▸ Task to complete
In the records below, reproduce every line unchanged, beginning with the line that contains "Expected: a point inside each instance of the market" and continuing through the line that contains "point(177, 188)", with both of those lines included.

◇ ◇ ◇ ◇ ◇

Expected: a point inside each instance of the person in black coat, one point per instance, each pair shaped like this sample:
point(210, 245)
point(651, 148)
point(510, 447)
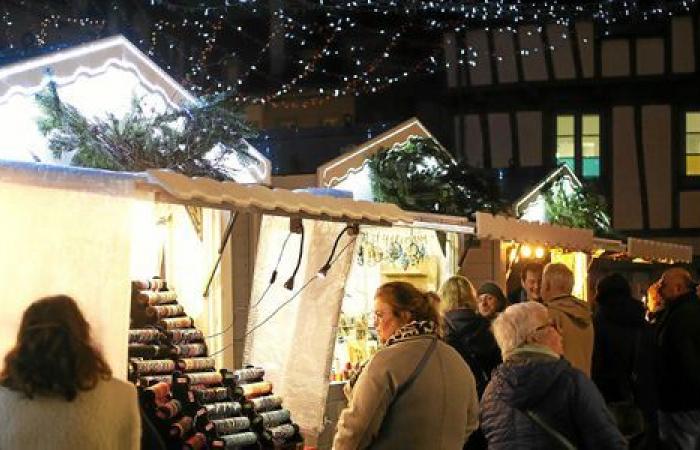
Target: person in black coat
point(469, 334)
point(536, 399)
point(678, 347)
point(623, 360)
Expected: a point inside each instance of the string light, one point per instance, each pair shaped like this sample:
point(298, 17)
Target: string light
point(212, 37)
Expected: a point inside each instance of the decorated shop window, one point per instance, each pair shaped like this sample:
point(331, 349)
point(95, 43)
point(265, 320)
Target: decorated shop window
point(692, 144)
point(578, 143)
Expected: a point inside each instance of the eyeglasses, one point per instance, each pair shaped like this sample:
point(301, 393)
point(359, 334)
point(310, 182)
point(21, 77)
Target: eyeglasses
point(550, 323)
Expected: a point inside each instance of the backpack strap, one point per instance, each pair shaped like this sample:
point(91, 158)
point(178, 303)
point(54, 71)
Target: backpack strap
point(419, 368)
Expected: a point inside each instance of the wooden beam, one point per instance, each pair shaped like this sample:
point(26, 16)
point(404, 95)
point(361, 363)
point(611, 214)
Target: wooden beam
point(492, 56)
point(486, 137)
point(549, 64)
point(639, 145)
point(514, 139)
point(576, 50)
point(518, 57)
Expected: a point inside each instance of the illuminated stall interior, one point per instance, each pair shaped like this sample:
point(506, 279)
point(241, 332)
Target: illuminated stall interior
point(518, 242)
point(88, 233)
point(422, 257)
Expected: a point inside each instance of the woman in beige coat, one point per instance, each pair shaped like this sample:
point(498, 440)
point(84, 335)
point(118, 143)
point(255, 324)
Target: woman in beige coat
point(390, 407)
point(56, 389)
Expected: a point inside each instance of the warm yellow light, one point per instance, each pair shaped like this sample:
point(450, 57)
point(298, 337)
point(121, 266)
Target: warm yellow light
point(513, 254)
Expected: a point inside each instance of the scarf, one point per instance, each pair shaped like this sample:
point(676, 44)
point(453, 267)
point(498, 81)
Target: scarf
point(411, 329)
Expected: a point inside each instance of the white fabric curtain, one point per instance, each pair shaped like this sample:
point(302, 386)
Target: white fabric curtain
point(295, 344)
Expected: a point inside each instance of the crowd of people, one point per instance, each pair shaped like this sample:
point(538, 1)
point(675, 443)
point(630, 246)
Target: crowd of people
point(466, 368)
point(544, 369)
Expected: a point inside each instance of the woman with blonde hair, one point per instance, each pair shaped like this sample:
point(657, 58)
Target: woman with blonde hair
point(56, 389)
point(536, 399)
point(412, 384)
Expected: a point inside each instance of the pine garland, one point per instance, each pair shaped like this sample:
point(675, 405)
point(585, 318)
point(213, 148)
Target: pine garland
point(419, 175)
point(579, 208)
point(194, 140)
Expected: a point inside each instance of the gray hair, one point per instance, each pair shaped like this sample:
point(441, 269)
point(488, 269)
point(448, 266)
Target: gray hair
point(559, 277)
point(515, 324)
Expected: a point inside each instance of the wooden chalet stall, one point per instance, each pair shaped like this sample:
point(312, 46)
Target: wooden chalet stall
point(101, 78)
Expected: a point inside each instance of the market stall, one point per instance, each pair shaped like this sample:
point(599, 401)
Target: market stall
point(100, 79)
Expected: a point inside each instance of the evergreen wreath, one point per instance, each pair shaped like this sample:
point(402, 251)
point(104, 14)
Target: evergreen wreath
point(419, 175)
point(195, 140)
point(577, 208)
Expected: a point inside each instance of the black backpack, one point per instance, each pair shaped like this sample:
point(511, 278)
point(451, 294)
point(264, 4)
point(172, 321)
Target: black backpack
point(464, 346)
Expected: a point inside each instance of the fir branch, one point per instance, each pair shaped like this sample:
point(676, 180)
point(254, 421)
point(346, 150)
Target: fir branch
point(420, 175)
point(195, 140)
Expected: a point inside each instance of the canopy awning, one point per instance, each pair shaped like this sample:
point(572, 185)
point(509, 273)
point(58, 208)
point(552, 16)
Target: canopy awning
point(659, 251)
point(505, 228)
point(177, 188)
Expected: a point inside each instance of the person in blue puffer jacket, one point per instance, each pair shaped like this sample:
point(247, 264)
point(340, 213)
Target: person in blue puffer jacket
point(536, 399)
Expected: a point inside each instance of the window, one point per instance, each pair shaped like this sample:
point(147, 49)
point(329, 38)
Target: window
point(565, 141)
point(578, 143)
point(692, 144)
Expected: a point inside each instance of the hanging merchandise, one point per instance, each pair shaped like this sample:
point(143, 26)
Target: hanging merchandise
point(176, 322)
point(156, 298)
point(280, 433)
point(198, 441)
point(266, 403)
point(149, 351)
point(163, 311)
point(249, 374)
point(154, 284)
point(144, 336)
point(231, 425)
point(272, 418)
point(148, 380)
point(207, 395)
point(196, 364)
point(181, 389)
point(185, 336)
point(204, 378)
point(153, 366)
point(220, 410)
point(253, 389)
point(186, 350)
point(169, 409)
point(182, 427)
point(158, 393)
point(239, 440)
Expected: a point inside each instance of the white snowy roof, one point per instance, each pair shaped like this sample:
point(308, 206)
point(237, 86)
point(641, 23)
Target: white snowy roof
point(256, 198)
point(98, 78)
point(510, 229)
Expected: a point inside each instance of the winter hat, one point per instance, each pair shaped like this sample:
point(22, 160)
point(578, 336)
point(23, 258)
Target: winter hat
point(492, 288)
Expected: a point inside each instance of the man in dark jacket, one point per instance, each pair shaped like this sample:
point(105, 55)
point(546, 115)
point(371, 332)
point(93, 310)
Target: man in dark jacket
point(623, 359)
point(678, 346)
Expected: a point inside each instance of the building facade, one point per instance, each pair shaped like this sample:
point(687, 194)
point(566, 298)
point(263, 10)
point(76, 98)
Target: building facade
point(621, 108)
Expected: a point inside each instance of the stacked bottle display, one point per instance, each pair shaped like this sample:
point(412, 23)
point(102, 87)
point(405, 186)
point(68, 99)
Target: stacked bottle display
point(268, 417)
point(192, 405)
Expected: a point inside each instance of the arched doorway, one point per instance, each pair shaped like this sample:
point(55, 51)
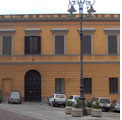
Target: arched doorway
point(32, 86)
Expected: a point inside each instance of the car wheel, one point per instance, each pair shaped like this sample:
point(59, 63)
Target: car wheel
point(53, 105)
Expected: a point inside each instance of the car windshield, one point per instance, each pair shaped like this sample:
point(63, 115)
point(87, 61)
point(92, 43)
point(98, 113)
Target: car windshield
point(102, 100)
point(15, 95)
point(60, 96)
point(118, 101)
point(76, 98)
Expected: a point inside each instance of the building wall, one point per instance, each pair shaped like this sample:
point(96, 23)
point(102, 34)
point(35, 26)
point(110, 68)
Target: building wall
point(100, 74)
point(99, 65)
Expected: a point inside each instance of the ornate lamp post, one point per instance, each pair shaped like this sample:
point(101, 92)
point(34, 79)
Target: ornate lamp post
point(89, 4)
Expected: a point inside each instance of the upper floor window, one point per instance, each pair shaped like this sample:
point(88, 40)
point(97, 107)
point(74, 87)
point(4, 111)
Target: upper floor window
point(87, 44)
point(32, 45)
point(59, 85)
point(59, 44)
point(112, 44)
point(113, 85)
point(7, 45)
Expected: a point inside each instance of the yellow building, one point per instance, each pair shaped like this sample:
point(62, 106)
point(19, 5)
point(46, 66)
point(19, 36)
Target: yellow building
point(40, 55)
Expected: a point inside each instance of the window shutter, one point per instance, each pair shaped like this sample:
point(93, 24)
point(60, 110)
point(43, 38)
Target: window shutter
point(86, 44)
point(113, 85)
point(87, 82)
point(59, 44)
point(27, 45)
point(39, 45)
point(33, 45)
point(112, 44)
point(7, 45)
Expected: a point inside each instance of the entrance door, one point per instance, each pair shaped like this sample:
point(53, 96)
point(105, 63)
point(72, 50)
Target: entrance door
point(32, 86)
point(6, 87)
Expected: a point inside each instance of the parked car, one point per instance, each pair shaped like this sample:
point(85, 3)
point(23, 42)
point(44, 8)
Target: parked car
point(104, 103)
point(73, 98)
point(57, 99)
point(14, 97)
point(115, 106)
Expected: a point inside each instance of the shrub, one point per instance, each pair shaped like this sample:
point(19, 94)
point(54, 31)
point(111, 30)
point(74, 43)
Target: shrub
point(69, 103)
point(78, 104)
point(96, 104)
point(89, 103)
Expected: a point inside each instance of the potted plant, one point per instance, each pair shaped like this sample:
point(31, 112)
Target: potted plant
point(77, 109)
point(89, 107)
point(96, 111)
point(68, 107)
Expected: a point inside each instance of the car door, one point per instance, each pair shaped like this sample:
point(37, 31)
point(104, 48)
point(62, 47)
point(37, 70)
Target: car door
point(70, 98)
point(51, 99)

◇ ◇ ◇ ◇ ◇

▸ Output of the task
Expected: a point inside each instance of the market stall, one point per instance, each pair shaped like this sample:
point(599, 401)
Target: market stall
point(100, 79)
Expected: a point inside each instance of the evergreen wreath, one point per instance, each pair shaped like this sample:
point(402, 251)
point(104, 14)
Target: evergreen wreath
point(419, 175)
point(195, 140)
point(577, 208)
Expected: a point inside each instance of the black backpack, one point per instance, each pair shaped like this sample:
point(511, 278)
point(451, 294)
point(264, 4)
point(172, 321)
Target: black backpack
point(464, 346)
Expected: a point inside each instance of the fir branch, one point per instance, each pair shaped like this sample:
point(676, 180)
point(254, 421)
point(346, 150)
Target: fir branch
point(420, 175)
point(195, 140)
Expected: a point inside each instance of the canopy awning, one point per instance, each pair shaped like this sample:
point(572, 185)
point(509, 273)
point(58, 208)
point(552, 16)
Target: canopy awning
point(659, 251)
point(505, 228)
point(177, 188)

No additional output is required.